Задание 1: Перечислите всех людей, которых по имени называет отрывок о Возрождении.
---------- Отрывок со страницы
Проблема отнюдь не сводится к «новому открытию античности», философия и литература которой средневековой культурой так или иначе сохранялись. Эуженио Гарэн в серии очерков о флорентийском Возрождении напоминает, что философия Средних веков, тщательно сохраняя античную мысль, постоянно пересматривала ее фундаментальные положения в свете новых понятий, вводимых христианством (в частности, понятия о свободе человека). Согласно Э. Гарэну, средневековье стремилось примирить античную мудрость, идеалом которой было созерцание вечного Бытия, требовавшее отстранения от земных страстей, с христианским учением, согласно которому человек может и должен направить свои силы на преобразование мира и самого себя. Христианское понятие свободы, «абсолютный риск свободного выбора и мольба о благодати»,46 устремляло человека к миру земных реальностей и в первую очередь к его внутреннему миру, коль скоро все это не является более «тщетной суетой теней».

Такого рода мышление предполагает переход к миру, увиденному с точки зрения конкретного человека; речь идет о том, чтобы построить восприятие реальности sub specie hominis, т. е. «в терминах свободы, воли и действия».47

Герой этого времени – человек-творец, уже не тот, кто «рассуждает a priori и рационально реконструирует мир раз и навсегда», но «тот, кто трудолюбиво посвящает себя тысячу раз повторяемым опытам, кто на вчерашней победе строит уверенность сегодняшнего дня».48 Единственно доступная отныне истина есть истина человеческой деятельности, преобразующей реальность, и поскольку эта деятельность воспринимается как риск, как бросок в неведомое, абсолютных истин более не существует. Знание становится относительным.

Столкновение античной мудрости и христианского учения принимает в эпоху Возрождения новый оборот: человек-творец и его свобода становятся центральной проблемой эпохи. Античные философы не являются более, как некогда, простыми «озвучивателями», проводниками мысли, воспринимаемом как абсолют, мысли, относительно которой следовало лишь установить, является ли она «допустимой и обоснованной». Отныне античная мысль рассматривается как новый своеобразный путь к познанию: «Гуманизм, почитающий Цицерона и Вергилия, больше не верит в Вергилия-пророка или верит иным образом».49

Между античным наследием и наблюдателем возникает дистанция, в новой перспективе оно видится яснее. Происходит осознание себя как другого. Все это подготавливалось давно, поскольку в самом средоточии средневековой культуры продолжала существовать латинская традиция, сохраненная и непосредственно доступная. Средневековому человеку представляется, что «присутствие прошлого не есть нерасчленимое переплетение некой безличной истины, в котором мой разум и разум другого составляли бы единое целое; оно есть диалог между мной и другим, и здесь каждый отвечает лишь за самого себя».50 Новая культура создается через осознание своей относительности, что соответствует сформулированной Бахтиным идее: «В любых эстетических формах организаторской силой является аксиологическая категория д р у г о г о, отношение с д р у г и м…».51

Таким образом, подтверждается сформулированная Веселовским теория: если Возрождение родилось из диалога национальной культуры и некой другой культуры, близкой к национальной и одновременно чужой, в значительной степени основавшей национальную культуру, но оставшейся внешней, то иную судьбу русской культуры определило отсутствие или, по крайней мере, недоступность «другой» культуры, на Западе привнесенной использованием латинского языка.
--------------------
---------- Исходные данные
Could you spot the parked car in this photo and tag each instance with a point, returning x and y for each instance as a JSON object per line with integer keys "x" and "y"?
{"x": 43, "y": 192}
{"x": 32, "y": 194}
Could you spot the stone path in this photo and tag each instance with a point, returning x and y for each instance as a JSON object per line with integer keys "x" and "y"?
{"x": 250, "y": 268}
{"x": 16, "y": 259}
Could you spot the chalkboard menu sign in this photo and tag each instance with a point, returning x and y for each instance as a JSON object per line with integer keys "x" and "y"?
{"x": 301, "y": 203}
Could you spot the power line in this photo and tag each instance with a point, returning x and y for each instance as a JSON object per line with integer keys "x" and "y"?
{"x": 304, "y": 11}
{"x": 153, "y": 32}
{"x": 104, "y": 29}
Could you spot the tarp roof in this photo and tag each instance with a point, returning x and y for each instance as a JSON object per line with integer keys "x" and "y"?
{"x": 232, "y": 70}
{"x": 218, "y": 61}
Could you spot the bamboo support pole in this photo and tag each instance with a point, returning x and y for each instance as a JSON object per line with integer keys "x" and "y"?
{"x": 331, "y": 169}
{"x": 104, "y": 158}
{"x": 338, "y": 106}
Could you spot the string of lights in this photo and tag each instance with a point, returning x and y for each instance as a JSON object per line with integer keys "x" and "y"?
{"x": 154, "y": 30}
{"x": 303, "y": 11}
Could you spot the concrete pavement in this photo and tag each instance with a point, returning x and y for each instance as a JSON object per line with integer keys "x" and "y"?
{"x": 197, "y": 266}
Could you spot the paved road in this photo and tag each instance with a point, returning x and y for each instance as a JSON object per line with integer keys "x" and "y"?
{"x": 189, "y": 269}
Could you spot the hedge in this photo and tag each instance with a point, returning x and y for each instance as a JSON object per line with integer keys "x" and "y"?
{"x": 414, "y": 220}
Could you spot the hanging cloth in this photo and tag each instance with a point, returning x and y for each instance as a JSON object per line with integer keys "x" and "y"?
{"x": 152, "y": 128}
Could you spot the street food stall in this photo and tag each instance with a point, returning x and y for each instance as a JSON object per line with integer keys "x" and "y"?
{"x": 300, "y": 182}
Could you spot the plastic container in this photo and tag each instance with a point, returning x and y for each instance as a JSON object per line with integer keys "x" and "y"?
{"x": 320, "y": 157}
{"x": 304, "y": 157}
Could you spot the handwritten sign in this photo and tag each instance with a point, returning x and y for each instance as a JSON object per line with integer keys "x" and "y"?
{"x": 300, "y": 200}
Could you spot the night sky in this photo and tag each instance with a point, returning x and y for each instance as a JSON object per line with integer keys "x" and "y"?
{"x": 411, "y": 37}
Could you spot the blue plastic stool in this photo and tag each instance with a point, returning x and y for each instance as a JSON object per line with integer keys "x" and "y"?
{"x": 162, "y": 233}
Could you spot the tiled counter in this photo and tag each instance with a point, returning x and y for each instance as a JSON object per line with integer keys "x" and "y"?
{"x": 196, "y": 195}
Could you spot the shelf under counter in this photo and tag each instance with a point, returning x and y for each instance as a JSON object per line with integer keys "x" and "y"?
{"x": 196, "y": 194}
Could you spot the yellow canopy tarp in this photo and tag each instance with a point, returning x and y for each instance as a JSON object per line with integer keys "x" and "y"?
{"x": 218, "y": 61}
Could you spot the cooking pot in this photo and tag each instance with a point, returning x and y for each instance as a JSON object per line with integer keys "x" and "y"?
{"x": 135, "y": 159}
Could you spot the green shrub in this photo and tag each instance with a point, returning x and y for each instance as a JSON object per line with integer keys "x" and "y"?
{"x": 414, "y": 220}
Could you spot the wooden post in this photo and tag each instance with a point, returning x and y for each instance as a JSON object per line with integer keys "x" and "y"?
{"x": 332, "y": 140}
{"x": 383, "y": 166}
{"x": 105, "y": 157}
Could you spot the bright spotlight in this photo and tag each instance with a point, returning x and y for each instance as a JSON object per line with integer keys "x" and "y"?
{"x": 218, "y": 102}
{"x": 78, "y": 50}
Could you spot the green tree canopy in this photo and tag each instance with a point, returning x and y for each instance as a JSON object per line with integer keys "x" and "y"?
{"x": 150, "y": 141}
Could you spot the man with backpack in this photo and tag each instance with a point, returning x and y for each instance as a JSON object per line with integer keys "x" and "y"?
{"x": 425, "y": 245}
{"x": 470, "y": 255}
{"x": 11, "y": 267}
--------------------
Задание 2: Отредактируйте в списке строки от той, где стоит «Could you spot the green tree», до конца списка включительно. Замените в них «man with backpack» на «hiker», больше ничего не меняйте и выведите только эти строки.

Ответ на задание 1: Эуженио Гарэн, Цицерон, Вергилий, Бахтин, Веселовский.

Ответ на задание 2:
Could you spot the green tree canopy in this photo and tag each instance with a point, returning x and y for each instance as a JSON object per line with integer keys "x" and "y"?
{"x": 150, "y": 141}
Could you spot the hiker in this photo and tag each instance with a point, returning x and y for each instance as a JSON object per line with integer keys "x" and "y"?
{"x": 425, "y": 245}
{"x": 470, "y": 255}
{"x": 11, "y": 267}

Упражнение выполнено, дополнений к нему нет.